* 抜粋本文:
══════════════════════════════

米商務省は2006年1-11月の貿易収支が前年同期比7.5%増の7016億ドルとなり、5年連続で過去最大を更新したと発表した。一方、中国国営の新華社は、2006年度貿易黒字が前年比74%増の1774億ドルとなり、過去最大を記録したと報じた。米国と中国それぞれの好対照的な貿易収支の結果は、米議会の人民元改革や輸出主導型の経済成長への不満を募らせることは必至と見られている。



残業の割増率を3段階に

厚生労働省は、残業代の割増率を残業時間に応じて、3段階の割増賃金を支払う制度を導入する方針を固め、通常国会に提出する。同省原案の残業代の割増率は、①1ヶ月の残業時間が45時間以下だった社員に対しては最低25%、②45時間超80時間以下の場合は25%を上回る率を労使協議で設定、③80時間を超える場合は一律50%を義務付ける、という3段階を設定している。80時間は過労死の危険性が高まる残業時間とされ、今回の改正で長時間労働を是正する狙いがある。この割増率は平日の残業が対象で、深夜残業はさらに上乗せが付くことになる。今後、経済界からの反発が予想される。



緊急小口融資の上限を引き上げ

厚生労働省は、低所得者向けの緊急小口融資制度の上限を現行の5万円から10万円に引き上げる。この制度は、概ね年収200万円以下の世帯を融資対象としたもので、病気や火災、盗難などで緊急にお金を必要とする人に、申し込みから2-3日で融資する仕組みとなっている。消費者金融からの借入を契機とした多重債務に陥ることを未然防止する上から、現行の2倍に引き上げるとしている。これまで、制度を知らない向きが多いことや上限金額が5万円と少ないことなどから、利用者は年間約1500件に止まっていた。同省では2007年度中に引き上げを行うとともに、制度の周知徹底に努めるとしている。融資年率は3%となっている。



交通事故死、51年前の水準に

警察庁のまとめによると、2006年1年間の交通事故死者数は、前年比7.6%減の6,352人で、1955年以来、51年ぶりの6千人台前半になったことがわかった。6年連続で減少している。同庁では、「シートベルト着用率の向上と、飲酒運転取締り効果があった」とみている。都道府県別に死者数をみると、愛知県が338人と突出して多く、次いで、北海道277人、千葉266人の順となっている。逆に少なかった県は、鳥取県39人、島根県46人、山形県57人となっている。



銀行はシニア世代を焦点に優遇策

三菱東京UFJ銀行は、60歳以上を対象にした優待サービス「クオリティ・ライフ・クラブ」の会員募集をスタートした。同クラブの会員は、外貨預金の為替手数料を優遇されたり、旅行会社大手のJTBと提携した旅行サービスが受けられたり、健康相談も受けれる仕組みで、2010年度までに30万人会員を目指す。また、みずほ銀行は、退職金専用の定期預金の取扱いを始めた。店頭金利よりも高い金利で優遇する。投資信託や国債などの運用商品も提案する考えだ。団塊世代の大量退職時代を迎え、退職金などで資金的には余裕のあるシニア世代を優遇・優待する銀行の動きは、今後各行に広がると見られる。

══════════════════════════════

* 作業内容: 上の抜粋本文のうち、「交通事故死、51年前の水準に」から「島根県46人、山形県57人となっている。」までの部分を一字一句そのまま書き写してください。

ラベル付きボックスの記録
══════════════════════════════

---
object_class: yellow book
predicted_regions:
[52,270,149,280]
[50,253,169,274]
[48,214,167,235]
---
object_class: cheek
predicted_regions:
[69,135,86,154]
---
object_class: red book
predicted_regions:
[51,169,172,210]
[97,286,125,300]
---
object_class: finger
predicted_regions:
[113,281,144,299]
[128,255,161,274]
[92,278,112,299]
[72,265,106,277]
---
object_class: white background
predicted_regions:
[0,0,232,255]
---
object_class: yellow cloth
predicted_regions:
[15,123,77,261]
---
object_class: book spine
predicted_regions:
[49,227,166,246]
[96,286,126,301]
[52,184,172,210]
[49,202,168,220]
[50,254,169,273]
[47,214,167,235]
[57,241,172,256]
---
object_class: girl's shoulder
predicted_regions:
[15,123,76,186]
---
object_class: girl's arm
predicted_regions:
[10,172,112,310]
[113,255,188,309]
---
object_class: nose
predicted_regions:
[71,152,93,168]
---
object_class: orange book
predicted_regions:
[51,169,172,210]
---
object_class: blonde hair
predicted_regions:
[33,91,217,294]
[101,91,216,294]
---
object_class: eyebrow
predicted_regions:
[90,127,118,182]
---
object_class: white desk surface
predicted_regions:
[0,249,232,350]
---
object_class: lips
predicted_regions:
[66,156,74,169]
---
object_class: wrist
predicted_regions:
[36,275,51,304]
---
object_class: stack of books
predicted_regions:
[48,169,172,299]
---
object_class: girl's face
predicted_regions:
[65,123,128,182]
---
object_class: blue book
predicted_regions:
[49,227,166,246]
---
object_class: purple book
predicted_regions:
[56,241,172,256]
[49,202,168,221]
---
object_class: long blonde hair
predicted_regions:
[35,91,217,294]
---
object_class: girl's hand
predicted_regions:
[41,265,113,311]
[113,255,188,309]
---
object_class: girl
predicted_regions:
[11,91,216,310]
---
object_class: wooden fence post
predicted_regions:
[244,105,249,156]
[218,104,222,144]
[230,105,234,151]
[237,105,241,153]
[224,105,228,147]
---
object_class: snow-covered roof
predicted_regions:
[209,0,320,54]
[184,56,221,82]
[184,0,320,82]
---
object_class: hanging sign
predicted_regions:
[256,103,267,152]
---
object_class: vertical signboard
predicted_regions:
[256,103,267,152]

══════════════════════════════

* 正解:
交通事故死、51年前の水準に

警察庁のまとめによると、2006年1年間の交通事故死者数は、前年比7.6%減の6,352人で、1955年以来、51年ぶりの6千人台前半になったことがわかった。6年連続で減少している。同庁では、「シートベルト着用率の向上と、飲酒運転取締り効果があった」とみている。都道府県別に死者数をみると、愛知県が338人と突出して多く、次いで、北海道277人、千葉266人の順となっている。逆に少なかった県は、鳥取県39人、島根県46人、山形県57人となっている。